What is needed. Please repeat these lines word for word, starting with the line that contains "indicate the fireball" and ending with the line that contains "[(81, 339), (189, 217), (307, 121)]", both included, and leave the pictures out of your answer.

Dataset records.
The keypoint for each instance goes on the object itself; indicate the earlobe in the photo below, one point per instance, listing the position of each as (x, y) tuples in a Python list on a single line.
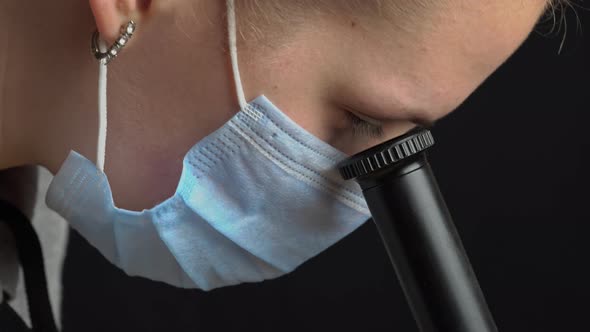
[(111, 15)]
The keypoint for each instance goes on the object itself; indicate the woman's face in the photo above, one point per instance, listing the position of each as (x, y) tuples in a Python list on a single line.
[(173, 83), (414, 66)]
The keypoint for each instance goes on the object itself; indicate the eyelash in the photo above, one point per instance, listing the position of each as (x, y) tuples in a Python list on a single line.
[(364, 128)]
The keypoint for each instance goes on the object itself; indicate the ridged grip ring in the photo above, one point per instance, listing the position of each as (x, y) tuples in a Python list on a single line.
[(386, 154)]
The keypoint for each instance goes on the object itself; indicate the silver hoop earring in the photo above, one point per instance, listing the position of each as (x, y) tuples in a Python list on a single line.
[(112, 52)]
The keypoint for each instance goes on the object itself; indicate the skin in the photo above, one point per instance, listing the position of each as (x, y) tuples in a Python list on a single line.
[(173, 85)]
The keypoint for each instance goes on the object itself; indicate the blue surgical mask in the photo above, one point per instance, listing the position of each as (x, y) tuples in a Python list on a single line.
[(256, 198)]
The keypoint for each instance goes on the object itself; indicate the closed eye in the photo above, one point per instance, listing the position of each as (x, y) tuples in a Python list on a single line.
[(364, 128)]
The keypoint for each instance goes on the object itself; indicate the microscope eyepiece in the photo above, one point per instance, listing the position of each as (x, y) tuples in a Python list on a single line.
[(386, 154), (419, 235)]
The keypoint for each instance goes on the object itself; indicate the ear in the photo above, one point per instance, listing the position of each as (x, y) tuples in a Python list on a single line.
[(110, 15)]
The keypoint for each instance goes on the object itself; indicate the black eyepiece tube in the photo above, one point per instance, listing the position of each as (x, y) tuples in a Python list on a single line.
[(419, 235)]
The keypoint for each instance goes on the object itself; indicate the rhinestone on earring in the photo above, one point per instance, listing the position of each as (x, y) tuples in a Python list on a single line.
[(112, 52)]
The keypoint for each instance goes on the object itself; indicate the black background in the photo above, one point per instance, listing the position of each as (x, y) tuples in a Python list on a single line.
[(513, 163)]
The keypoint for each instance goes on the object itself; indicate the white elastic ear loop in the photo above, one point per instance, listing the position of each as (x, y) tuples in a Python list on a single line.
[(102, 111), (233, 51)]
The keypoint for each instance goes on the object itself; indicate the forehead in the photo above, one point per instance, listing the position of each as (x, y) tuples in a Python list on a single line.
[(433, 62)]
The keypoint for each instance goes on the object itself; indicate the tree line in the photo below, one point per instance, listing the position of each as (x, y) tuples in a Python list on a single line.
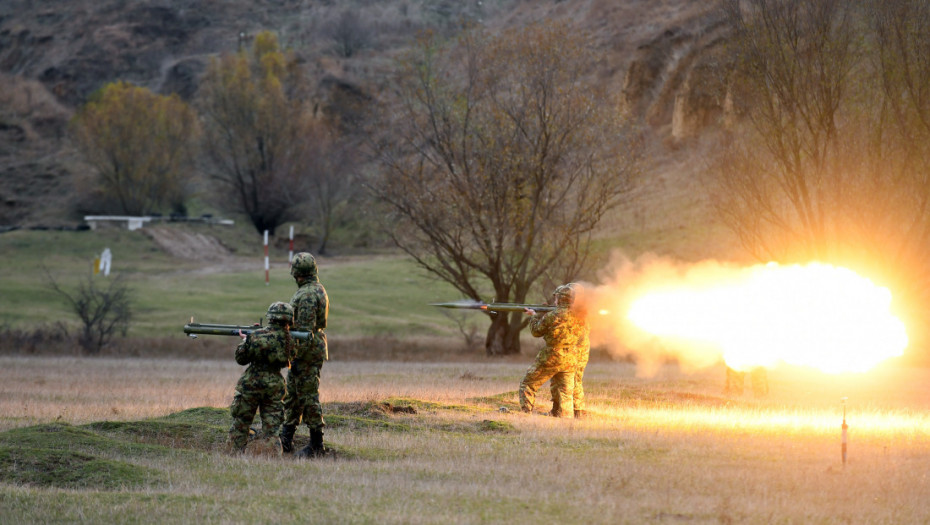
[(496, 155)]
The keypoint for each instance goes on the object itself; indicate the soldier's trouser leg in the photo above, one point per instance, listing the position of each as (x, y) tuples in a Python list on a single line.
[(759, 378), (292, 408), (271, 410), (735, 382), (302, 401), (535, 376), (310, 399), (579, 388), (243, 412), (561, 389)]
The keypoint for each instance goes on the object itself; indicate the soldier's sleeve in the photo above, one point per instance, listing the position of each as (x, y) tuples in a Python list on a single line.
[(243, 351), (539, 325)]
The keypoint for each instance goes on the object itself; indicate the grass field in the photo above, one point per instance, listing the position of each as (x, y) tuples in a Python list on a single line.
[(369, 295), (421, 429), (138, 440)]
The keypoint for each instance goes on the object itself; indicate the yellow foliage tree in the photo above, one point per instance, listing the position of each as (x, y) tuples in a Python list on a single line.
[(141, 144), (256, 124)]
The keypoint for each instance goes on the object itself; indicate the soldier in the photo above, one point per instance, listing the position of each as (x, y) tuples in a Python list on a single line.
[(563, 332), (302, 402), (582, 353), (261, 387), (758, 377)]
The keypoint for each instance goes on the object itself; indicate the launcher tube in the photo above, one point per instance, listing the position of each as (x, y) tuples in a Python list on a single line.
[(206, 329)]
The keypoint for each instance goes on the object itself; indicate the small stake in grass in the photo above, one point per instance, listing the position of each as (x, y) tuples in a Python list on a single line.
[(845, 427)]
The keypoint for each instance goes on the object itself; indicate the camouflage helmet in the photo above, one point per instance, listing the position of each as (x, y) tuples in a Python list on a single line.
[(280, 312), (303, 265), (567, 294)]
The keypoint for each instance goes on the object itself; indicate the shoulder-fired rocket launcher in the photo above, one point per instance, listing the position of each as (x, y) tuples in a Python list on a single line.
[(496, 307), (192, 329)]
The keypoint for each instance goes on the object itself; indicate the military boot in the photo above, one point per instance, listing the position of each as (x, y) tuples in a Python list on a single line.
[(287, 438), (315, 448)]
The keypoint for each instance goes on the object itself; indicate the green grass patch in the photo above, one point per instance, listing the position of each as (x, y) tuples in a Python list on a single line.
[(167, 291), (419, 404), (56, 436), (70, 469)]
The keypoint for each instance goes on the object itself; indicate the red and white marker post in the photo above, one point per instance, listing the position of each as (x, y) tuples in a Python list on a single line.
[(290, 250), (266, 259)]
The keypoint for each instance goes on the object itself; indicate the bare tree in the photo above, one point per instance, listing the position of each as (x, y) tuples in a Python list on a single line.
[(350, 32), (330, 181), (256, 119), (103, 312), (831, 160), (499, 160)]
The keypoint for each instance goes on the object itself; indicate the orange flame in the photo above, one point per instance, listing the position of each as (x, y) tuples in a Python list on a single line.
[(816, 315)]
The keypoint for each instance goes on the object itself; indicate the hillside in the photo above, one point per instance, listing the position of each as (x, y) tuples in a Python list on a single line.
[(660, 56)]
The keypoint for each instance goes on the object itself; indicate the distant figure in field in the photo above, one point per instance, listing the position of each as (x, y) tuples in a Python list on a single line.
[(758, 377), (302, 403), (563, 331), (582, 353), (261, 387)]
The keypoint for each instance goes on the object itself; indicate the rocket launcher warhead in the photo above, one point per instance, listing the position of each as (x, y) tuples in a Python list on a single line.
[(495, 307), (192, 329)]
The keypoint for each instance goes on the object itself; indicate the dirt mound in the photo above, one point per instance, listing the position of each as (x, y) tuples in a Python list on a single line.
[(187, 244)]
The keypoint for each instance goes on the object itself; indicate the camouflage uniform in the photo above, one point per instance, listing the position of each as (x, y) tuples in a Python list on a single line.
[(302, 403), (261, 386), (563, 331), (582, 352)]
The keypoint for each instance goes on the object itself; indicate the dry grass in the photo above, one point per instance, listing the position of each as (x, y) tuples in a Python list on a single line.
[(667, 449)]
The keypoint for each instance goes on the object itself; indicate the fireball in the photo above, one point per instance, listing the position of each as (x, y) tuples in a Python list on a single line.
[(816, 315)]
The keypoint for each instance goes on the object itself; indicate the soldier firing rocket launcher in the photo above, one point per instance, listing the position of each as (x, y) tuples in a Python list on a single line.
[(496, 307), (192, 328)]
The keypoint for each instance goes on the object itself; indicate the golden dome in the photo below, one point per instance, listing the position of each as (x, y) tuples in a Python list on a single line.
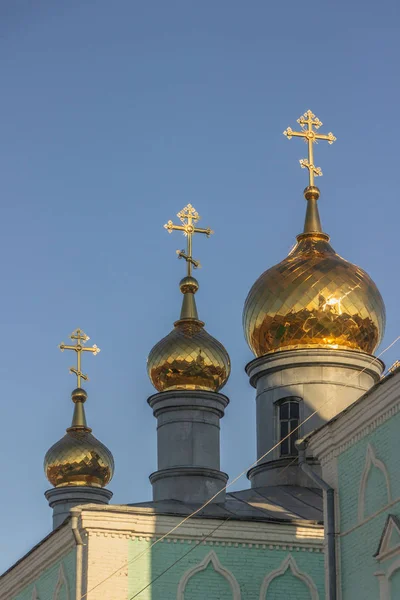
[(188, 358), (79, 458), (313, 299)]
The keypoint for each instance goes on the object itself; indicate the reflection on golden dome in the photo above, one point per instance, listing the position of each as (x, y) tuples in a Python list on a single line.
[(79, 458), (313, 298), (188, 358)]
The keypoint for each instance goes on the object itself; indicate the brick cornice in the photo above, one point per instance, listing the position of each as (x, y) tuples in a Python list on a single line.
[(123, 521)]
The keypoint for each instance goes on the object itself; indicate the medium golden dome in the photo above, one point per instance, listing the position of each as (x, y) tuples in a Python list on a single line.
[(188, 358), (313, 299), (79, 458)]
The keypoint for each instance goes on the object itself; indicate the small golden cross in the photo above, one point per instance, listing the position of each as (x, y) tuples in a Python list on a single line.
[(81, 339), (189, 217), (307, 121)]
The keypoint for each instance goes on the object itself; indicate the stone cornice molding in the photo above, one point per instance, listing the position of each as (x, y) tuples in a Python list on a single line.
[(289, 563), (191, 471), (42, 556), (188, 399), (357, 421), (124, 520), (371, 461), (218, 568), (310, 357)]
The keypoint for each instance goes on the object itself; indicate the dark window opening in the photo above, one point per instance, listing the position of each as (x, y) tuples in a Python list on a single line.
[(288, 424)]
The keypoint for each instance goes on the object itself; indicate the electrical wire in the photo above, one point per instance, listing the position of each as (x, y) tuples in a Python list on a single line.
[(195, 512), (179, 559)]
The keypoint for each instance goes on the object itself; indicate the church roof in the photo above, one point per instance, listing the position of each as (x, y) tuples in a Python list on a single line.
[(285, 503)]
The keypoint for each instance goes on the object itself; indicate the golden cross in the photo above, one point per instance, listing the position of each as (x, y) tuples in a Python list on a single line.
[(307, 121), (81, 339), (189, 217)]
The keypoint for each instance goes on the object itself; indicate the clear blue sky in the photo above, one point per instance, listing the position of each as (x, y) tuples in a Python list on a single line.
[(114, 115)]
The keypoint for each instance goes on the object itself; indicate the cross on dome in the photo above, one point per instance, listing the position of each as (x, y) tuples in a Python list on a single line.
[(307, 122), (81, 339), (188, 217)]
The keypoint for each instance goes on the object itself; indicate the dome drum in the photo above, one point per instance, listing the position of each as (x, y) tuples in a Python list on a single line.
[(314, 299)]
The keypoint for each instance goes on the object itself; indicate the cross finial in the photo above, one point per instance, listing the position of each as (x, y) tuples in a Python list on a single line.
[(81, 338), (188, 217), (307, 122)]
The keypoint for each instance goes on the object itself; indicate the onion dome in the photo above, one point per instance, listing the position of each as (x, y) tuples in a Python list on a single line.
[(188, 358), (314, 298), (79, 458)]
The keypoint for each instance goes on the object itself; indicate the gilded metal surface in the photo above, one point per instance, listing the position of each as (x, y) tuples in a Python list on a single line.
[(313, 298), (188, 358), (307, 122), (79, 459), (188, 217), (79, 347)]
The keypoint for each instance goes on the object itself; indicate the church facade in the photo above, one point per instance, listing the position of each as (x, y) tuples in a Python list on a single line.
[(323, 488)]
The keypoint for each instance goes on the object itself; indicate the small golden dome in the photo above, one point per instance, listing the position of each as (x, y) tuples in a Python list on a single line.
[(313, 299), (188, 358), (79, 458)]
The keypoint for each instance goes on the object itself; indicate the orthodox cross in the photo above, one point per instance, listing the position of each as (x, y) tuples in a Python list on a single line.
[(80, 338), (188, 217), (307, 122)]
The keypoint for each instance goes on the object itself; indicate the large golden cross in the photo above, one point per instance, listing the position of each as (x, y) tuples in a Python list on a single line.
[(79, 347), (189, 217), (307, 121)]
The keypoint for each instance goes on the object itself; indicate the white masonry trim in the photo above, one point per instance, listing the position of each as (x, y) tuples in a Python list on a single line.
[(357, 421), (289, 563), (35, 595), (212, 558), (62, 580), (370, 461), (384, 580), (41, 557)]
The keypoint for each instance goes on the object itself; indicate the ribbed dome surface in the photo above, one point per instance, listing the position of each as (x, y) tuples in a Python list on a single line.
[(188, 358), (79, 459), (313, 298)]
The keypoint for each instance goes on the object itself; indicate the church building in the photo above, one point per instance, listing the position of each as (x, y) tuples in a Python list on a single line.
[(319, 518)]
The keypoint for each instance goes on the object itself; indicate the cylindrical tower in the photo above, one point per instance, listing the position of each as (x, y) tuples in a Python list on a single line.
[(313, 322), (188, 368)]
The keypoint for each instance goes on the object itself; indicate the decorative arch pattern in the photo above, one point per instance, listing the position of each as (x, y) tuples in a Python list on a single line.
[(371, 461), (289, 563), (61, 582), (218, 568)]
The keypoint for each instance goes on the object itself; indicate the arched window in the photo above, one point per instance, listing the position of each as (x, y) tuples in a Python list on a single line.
[(288, 422)]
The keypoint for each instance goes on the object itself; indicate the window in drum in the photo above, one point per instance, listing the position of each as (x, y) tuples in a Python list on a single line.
[(288, 423)]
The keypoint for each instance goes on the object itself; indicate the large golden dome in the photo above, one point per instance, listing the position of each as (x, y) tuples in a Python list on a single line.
[(313, 299), (188, 358), (79, 458)]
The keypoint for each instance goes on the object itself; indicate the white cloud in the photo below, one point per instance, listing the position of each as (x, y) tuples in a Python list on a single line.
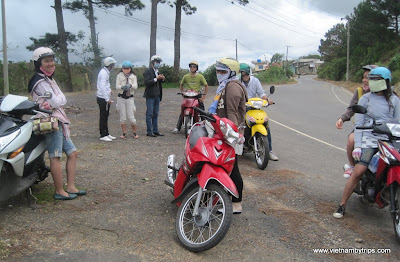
[(263, 28)]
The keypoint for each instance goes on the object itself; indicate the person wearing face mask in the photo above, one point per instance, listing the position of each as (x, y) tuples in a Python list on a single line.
[(381, 103), (104, 98), (230, 102), (57, 141), (348, 168), (153, 94), (254, 89), (126, 82)]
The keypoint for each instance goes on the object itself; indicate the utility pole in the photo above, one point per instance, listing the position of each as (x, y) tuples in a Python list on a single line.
[(348, 49), (287, 51), (236, 49), (5, 59)]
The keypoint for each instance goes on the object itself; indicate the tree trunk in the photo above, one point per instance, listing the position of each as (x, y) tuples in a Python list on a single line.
[(153, 28), (93, 36), (177, 39), (62, 39)]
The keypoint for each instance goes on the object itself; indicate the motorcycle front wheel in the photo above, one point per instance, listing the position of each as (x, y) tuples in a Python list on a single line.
[(262, 153), (202, 232), (188, 124), (395, 206)]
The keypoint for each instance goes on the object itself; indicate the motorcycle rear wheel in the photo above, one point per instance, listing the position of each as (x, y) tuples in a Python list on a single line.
[(262, 155), (188, 124), (395, 205), (210, 227)]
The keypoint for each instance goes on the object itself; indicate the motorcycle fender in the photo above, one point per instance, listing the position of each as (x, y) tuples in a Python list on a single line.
[(21, 139), (188, 111), (17, 163), (393, 175), (209, 172), (260, 129)]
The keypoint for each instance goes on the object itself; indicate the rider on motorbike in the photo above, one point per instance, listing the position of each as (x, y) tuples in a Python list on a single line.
[(192, 81), (383, 105), (254, 89), (230, 102)]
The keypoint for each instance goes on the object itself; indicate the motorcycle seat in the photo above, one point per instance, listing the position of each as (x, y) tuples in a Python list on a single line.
[(197, 132)]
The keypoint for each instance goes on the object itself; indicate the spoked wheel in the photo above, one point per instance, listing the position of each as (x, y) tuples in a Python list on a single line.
[(395, 209), (188, 124), (208, 228), (262, 153)]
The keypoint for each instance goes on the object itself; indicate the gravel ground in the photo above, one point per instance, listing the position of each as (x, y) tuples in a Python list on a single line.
[(127, 214)]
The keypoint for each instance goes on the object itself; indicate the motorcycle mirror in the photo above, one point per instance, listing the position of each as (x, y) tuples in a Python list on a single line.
[(359, 109), (47, 95), (272, 90)]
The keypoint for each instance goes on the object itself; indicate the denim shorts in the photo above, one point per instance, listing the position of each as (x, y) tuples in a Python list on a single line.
[(56, 143), (366, 155)]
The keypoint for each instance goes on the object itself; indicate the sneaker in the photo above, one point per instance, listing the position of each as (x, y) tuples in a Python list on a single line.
[(348, 170), (272, 156), (339, 212), (105, 138)]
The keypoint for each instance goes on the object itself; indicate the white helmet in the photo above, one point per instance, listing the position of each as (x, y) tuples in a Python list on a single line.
[(155, 58), (41, 52), (109, 60)]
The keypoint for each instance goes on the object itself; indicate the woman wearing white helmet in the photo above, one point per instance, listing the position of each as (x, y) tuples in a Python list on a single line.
[(126, 82), (381, 103), (104, 98), (58, 141)]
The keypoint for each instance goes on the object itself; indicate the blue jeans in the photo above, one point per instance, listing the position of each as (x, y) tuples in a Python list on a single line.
[(153, 107)]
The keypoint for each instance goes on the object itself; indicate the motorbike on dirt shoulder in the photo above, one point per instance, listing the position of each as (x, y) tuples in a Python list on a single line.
[(380, 183), (21, 150), (189, 102), (201, 185), (257, 130)]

Response for this exercise.
The keypoint for each instance goes on the object itself; indicate the fireball in the photo above, one point per instance, listing the position of each as (x, y) tuples in a Python list on a single line.
[(816, 315)]
The keypoint for each instance goes on the object itself; indicate the soldier firing rocket launcher in the photo above, one point per instance, listing the position of each as (x, y) tuples in a Python list on a single line.
[(496, 307), (192, 328)]
The keypoint for each instance goes on the object itself; indicate the golden dome in the photo below, one point per instance, listing the position of each as (x, y) tuples in a Python list on a single line.
[(188, 358), (79, 458), (313, 299)]
The keypoint for each instance goes on the object itself; indicate the reflection on golden dome in the photo above, one point per instance, listing the position of each as (x, y) tuples in a Python list on a single line.
[(79, 458), (313, 298), (188, 358)]
The keypoint for each instance goes on the object itself; indicate the brick cornice in the photo above, one point per instance, listing the position of each as (x, y) tuples in a Python list on a single line.
[(123, 521)]
The keypoint for each instance goes on the object itself; indicate the medium golden dome in the photo above, one point per instance, listing the position of each as (x, y) tuples in a Python list on a single line.
[(188, 358), (313, 299), (79, 458)]
The keypoint for each instance goes on the object itself; indicate the small golden cross in the photo above, one point per instance, listing the position of each as (x, y) tuples in a Python list on a single line.
[(81, 339), (189, 217), (307, 121)]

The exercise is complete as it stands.